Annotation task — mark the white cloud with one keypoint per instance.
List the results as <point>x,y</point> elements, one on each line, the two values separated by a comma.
--
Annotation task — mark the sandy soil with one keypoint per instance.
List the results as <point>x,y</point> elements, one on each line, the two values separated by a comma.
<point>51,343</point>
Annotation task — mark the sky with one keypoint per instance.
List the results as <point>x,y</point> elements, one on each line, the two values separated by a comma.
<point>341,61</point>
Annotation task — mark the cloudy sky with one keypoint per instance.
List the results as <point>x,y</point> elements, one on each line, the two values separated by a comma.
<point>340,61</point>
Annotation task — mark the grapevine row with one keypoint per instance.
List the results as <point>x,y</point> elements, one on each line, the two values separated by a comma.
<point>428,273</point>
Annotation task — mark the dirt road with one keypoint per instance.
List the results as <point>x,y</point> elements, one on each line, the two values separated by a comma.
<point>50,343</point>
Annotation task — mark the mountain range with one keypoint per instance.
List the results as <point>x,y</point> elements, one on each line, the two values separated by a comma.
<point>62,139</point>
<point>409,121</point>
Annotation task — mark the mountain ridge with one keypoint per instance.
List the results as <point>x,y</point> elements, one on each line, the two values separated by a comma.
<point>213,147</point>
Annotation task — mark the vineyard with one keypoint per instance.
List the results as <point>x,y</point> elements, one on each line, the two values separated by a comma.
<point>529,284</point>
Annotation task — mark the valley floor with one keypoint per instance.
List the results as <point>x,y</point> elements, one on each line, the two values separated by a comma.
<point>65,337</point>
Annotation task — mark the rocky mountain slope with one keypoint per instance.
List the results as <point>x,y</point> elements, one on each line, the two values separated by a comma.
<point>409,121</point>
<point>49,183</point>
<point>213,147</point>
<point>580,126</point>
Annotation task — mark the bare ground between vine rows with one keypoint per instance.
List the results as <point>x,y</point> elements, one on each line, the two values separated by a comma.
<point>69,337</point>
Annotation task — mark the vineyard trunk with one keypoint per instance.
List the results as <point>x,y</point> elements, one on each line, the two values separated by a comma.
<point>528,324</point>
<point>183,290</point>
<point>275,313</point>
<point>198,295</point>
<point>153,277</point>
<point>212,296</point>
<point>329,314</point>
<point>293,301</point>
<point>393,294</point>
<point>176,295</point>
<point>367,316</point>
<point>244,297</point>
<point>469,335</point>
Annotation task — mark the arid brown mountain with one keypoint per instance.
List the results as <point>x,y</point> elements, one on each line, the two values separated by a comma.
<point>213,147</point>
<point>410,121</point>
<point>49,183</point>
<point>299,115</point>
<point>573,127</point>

▶ _Required action_:
Which lines above run from the one containing "Annotation task — mark the vineyard with" to the one containing "Annotation task — mark the vineyard trunk"? Give them again exactly, both ends included.

▶ _Result_:
Annotation task — mark the vineyard with one keypoint per instance.
List the results as <point>x,y</point> elements, one on each line, the two values separated by a comma.
<point>529,284</point>
Annotation task — mark the valley floor with one keypoint per instance.
List the results as <point>x,y</point> elements, one on each line, the two values separated by a comma.
<point>65,337</point>
Annotation task — mark the rocky mountain slope with one keypoint per instance.
List the results as <point>x,y</point> elements, one on each line, the two values separated by a comma.
<point>409,121</point>
<point>49,183</point>
<point>213,147</point>
<point>580,126</point>
Annotation task — mark the bare ground between vine rows with one keypoint per instance.
List the results as <point>x,y</point> elements, one on each line, the two values separated by a comma.
<point>69,337</point>
Annotation task — mark the vineyard trunk with one keypoint per instance.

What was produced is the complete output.